> Short exercise 1
Name each color space mentioned in the forum thread below, listing each one only once.

> Excerpted text
++++++++++++++++++++

Page 1 of 1

Color Space Question after reading the book

Posted: Sun Aug 06, 2023 7:18 pm
by Ryzen1988

So I just read the exploring deepfake books, very cool so left a good review.

But in there ofcourse was the resolution doubling -> vram & compute x 4 rule
The color space conversion rgb -> bgr and the fact that you do the whole convolutional shabang for each of the tree colours.
It already said that the mask itselfs is a lower resolution.

Since at least for me almost all faces come from video, and go back to video why isn't YUV 4:2:0 more used?
That would only use one layer at full resolution and the chroma luma at 25% the size.
Think of all the Vram and compute saved or the possibility to increase the output resolution without the heavy penalty.
I see not really any reason why the same convolutions and dense layers would not work with that instead of BGR :ugeek:

But probably people already tried this so why isn't this a option?

From what i have read YUV is not supported as such, but it seems fairly easy to map U & V to a grayscale layer and transform it back at the end.


Re: Color Space Question after reading the book

Posted: Wed Aug 09, 2023 12:09 am
by torzdf

The short answer is, Faceswap has always been built to work with 8-bit BGR images. Video support was added much later in the life-cycle.

++++++++++++++++++++

> Excerpts of pointing data
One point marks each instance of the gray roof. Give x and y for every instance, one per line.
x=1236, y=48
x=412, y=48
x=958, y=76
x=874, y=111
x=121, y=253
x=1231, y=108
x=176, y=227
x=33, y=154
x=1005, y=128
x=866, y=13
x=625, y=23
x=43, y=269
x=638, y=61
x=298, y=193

++++++++++++++++++++

> Short exercise 2
Recast every line of the records above as a numbered list, leaving out any blank lines.

> Worked solution 1
RGB, BGR, YUV

> Worked solution 2
1. One point marks each instance of the gray roof. Give x and y for every instance, one per line.
2. x=1236, y=48
3. x=412, y=48
4. x=958, y=76
5. x=874, y=111
6. x=121, y=253
7. x=1231, y=108
8. x=176, y=227
9. x=33, y=154
10. x=1005, y=128
11. x=866, y=13
12. x=625, y=23
13. x=43, y=269
14. x=638, y=61
15. x=298, y=193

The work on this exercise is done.